● **EXERCISE DIRECTIONS**
Copy the rows below verbatim, beginning with the line that contains "out the raised" and ending with the last line of the rows.

╭─ PROVIDED INFORMATION

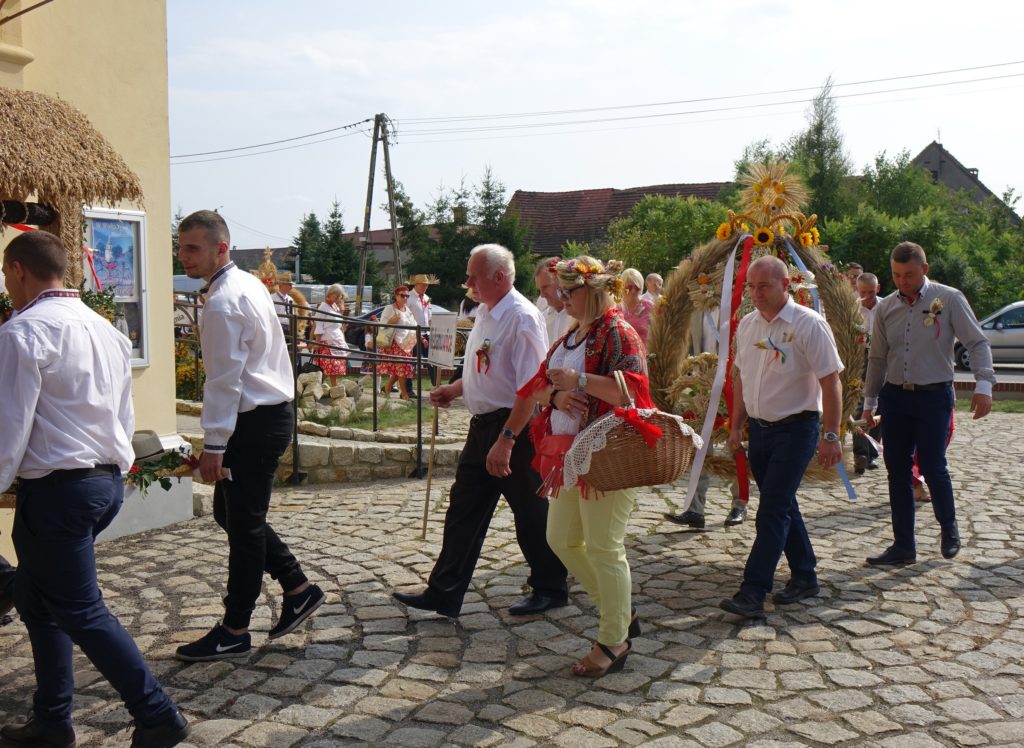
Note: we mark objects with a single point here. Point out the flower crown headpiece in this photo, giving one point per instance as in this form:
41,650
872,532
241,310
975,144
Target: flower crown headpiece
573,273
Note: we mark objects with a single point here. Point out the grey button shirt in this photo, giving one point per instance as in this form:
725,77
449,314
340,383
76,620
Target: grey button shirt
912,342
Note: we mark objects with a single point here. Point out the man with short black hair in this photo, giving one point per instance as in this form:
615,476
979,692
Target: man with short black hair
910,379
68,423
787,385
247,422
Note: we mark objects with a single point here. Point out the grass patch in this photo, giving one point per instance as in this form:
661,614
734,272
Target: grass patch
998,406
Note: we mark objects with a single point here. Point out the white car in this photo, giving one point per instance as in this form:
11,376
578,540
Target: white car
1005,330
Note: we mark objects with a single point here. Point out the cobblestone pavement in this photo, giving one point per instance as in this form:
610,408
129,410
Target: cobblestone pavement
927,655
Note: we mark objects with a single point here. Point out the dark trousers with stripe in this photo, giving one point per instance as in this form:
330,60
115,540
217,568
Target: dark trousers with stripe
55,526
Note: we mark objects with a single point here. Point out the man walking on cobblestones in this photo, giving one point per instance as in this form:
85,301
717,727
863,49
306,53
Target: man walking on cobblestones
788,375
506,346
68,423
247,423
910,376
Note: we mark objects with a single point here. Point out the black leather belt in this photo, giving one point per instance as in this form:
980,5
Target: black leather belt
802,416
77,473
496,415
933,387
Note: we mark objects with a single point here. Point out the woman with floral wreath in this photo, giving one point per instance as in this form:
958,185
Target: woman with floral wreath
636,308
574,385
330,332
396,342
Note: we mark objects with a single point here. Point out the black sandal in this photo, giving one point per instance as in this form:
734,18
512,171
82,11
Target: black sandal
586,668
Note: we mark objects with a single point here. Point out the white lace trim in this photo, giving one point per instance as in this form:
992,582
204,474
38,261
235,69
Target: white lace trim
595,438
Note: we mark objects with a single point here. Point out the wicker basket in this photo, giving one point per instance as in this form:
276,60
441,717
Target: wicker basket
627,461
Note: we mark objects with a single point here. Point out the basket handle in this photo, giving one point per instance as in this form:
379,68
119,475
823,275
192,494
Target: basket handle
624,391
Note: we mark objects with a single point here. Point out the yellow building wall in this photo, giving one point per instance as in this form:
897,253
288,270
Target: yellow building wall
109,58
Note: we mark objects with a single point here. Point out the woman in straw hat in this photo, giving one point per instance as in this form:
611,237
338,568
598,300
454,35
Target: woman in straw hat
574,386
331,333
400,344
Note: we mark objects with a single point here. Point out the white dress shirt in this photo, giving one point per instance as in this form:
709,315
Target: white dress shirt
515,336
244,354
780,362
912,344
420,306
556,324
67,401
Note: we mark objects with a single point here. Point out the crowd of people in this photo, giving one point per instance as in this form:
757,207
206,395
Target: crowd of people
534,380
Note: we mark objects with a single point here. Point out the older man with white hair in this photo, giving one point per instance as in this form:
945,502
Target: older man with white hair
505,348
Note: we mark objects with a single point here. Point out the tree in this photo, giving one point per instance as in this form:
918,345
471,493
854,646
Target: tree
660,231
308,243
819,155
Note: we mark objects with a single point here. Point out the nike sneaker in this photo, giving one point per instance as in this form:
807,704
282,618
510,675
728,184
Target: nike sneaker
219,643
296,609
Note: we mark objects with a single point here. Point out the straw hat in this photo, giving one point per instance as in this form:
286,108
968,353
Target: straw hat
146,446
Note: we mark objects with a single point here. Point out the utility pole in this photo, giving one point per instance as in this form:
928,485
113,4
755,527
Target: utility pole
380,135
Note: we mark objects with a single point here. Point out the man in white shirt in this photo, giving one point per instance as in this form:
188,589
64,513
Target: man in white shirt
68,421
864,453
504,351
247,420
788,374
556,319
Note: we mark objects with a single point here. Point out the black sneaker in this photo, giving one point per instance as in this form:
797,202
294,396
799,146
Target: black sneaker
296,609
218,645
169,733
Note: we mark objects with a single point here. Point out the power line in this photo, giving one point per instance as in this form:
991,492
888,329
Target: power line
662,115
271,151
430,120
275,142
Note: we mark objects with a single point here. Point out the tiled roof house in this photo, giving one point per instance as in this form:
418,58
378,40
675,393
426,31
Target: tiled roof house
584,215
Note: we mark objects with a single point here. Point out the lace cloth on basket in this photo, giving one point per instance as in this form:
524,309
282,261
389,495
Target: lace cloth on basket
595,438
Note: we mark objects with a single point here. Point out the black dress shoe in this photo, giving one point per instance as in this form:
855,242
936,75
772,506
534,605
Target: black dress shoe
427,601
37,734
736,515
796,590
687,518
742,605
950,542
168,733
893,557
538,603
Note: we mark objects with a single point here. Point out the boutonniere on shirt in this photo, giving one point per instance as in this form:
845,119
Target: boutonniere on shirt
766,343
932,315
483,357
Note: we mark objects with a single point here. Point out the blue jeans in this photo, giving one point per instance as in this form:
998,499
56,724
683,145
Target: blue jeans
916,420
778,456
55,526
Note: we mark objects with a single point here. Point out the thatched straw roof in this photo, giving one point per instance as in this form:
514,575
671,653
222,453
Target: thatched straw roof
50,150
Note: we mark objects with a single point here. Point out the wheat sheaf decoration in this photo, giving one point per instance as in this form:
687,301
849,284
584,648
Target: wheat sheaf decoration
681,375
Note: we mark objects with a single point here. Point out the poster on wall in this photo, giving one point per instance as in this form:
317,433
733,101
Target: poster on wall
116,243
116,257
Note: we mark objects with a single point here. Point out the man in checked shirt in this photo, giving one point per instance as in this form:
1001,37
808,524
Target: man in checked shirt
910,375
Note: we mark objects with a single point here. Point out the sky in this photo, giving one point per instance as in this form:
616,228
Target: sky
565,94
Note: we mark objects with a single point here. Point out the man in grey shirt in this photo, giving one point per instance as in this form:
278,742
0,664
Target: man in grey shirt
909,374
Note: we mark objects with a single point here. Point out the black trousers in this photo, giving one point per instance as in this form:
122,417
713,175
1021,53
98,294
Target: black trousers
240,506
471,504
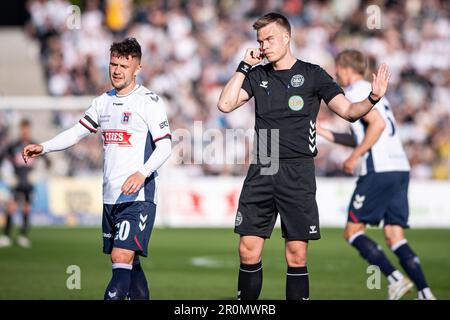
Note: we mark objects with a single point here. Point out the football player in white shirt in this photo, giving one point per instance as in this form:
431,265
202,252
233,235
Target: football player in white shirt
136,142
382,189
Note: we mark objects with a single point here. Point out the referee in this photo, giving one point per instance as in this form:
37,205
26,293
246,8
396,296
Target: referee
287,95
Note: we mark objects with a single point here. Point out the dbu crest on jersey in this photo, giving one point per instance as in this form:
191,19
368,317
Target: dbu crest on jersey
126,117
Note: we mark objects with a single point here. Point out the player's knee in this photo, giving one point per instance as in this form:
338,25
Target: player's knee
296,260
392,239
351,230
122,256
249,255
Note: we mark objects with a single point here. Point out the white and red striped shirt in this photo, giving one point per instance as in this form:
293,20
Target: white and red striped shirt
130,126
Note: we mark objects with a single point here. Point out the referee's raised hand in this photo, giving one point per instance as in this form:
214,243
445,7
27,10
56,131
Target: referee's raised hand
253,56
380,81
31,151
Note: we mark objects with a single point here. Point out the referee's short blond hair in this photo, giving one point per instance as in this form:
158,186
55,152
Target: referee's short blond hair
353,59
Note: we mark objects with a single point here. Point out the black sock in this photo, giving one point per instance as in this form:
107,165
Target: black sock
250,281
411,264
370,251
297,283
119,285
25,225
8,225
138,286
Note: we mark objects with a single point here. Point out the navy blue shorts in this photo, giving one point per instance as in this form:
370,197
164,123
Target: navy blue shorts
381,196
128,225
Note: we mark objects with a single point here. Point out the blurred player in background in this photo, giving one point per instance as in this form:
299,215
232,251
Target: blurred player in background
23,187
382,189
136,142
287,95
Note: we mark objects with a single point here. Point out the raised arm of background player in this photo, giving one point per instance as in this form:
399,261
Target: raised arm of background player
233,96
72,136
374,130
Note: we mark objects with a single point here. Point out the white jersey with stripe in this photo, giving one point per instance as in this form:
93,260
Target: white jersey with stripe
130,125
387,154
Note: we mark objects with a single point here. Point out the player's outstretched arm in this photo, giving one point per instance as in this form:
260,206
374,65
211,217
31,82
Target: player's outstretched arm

╰─

● **EXERCISE SOLUTION**
Note: we mark objects with a single point here. Point out the raised arm of background player in this photo, giving one point per instance as in this form:
399,261
Target: raised arm of background player
233,96
72,136
374,130
Note: we mark objects with a single point here. Point out the white jersey with stripe in this photo, giving one point per instance as in this form:
93,260
Target: white jersey with stripe
130,125
387,154
Note: we mark objects with a single point here. Point out the player's outstretched arm in this photo, giving one point per instance as in this form:
260,206
374,65
211,217
31,82
Target: player's outstretched arm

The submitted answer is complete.